* [STATED PROBLEM 1]:
Answer these from the article on the Nezumi Corbeau:
(a) What does "Viggen" translate to?
(b) In which air force did David Campo Cárdenes's father serve as a pilot?
(c) What kind of movement does the Corbeau use?
* [STATED PROBLEM 2]:
From the article on the Nezumi Corbeau, transcribe the passage between "The Viggen chronograph" and "connection spans continents.)", inclusive.

* [EXTRACT PROVIDED]:
★ ★ ★

Today we’ll be looking at a pilot’s chronograph from Nezumi that they call the “Corbeau.” Read on to find if this watch is fit for your wrist.

The Thunderbolt

The inspiration for Nezumi’s Corbeau harkens back to a 1970s classic - one of the most iconic pilot’s chronographs, the Lemania “Viggen.”

The Viggen chronograph watch from Lemania was issued by the Swedish Air Force, and became a useful tool for those pilots.

“Viggen” translates to “thunderbolt,” which was a nickname derived from the Saab 37 Viggen, a single-seat fighter plane. Although the plane is now retired, vintage watch collectors still seek out the “Viggen” chronograph watch to this day.

Saab Viggen fighter plane

Further Inspiration

Nezumi was founded by vintage car enthusiast and watch collector David Campo Cárdenes. Based in Stockholm, Campo Cárdenes has a familial connection to aviation. His father was a pilot in the Spanish Air Force, and his grandfather a pilot and commander in the Swedish Air Force. (His American step-grandfather was a Marine as well, so the military connection spans continents.)

Campo Cárdenes credits his “genuine passion for heritage” in the creation of his vintage-inspired watches, so it only makes sense that he would create a pilot’s watch inspired by a classic.

Advertised as a “mil-spec aviation chronograph” - These military specifications (mil-specs) were documents produced by governments and made available to manufacturers who wanted to sell watches to the government.

Nezumi Corbeau

The Nezumi Corbeau is advertised as a “mil-spec aviation chronograph.” The term “mil-spec” references the fact that the watch meets military specifications required by governments from watch makers.

The Corbeau combines a mecha-quartz movement with the classic inspirations we’ve discussed. But how does the watch look and feel in person?

Airline Pilot Central was not paid for this article, but Nezumi did send over a Corbeau so we could get our hands on it. Let’s take a look.


Pilot’s watches usually have two immediate requirements: How well they can be read quickly; and how do they perform in low light situations.

★ ★ ★

* [RECORDED DATA]:
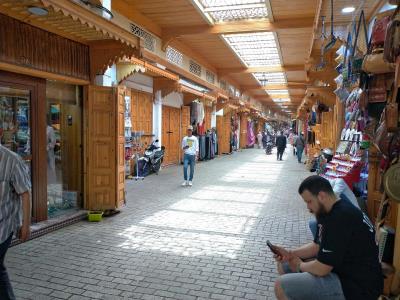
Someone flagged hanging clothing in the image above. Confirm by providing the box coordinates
[247,121,256,147]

★ ★ ★

* [TASK RESPONSE 1]:
(a) Thunderbolt
(b) The Spanish Air Force
(c) A mecha-quartz movement

* [TASK RESPONSE 2]:
The Viggen chronograph watch from Lemania was issued by the Swedish Air Force, and became a useful tool for those pilots.

“Viggen” translates to “thunderbolt,” which was a nickname derived from the Saab 37 Viggen, a single-seat fighter plane. Although the plane is now retired, vintage watch collectors still seek out the “Viggen” chronograph watch to this day.

Saab Viggen fighter plane

Further Inspiration

Nezumi was founded by vintage car enthusiast and watch collector David Campo Cárdenes. Based in Stockholm, Campo Cárdenes has a familial connection to aviation. His father was a pilot in the Spanish Air Force, and his grandfather a pilot and commander in the Swedish Air Force. (His American step-grandfather was a Marine as well, so the military connection spans continents.)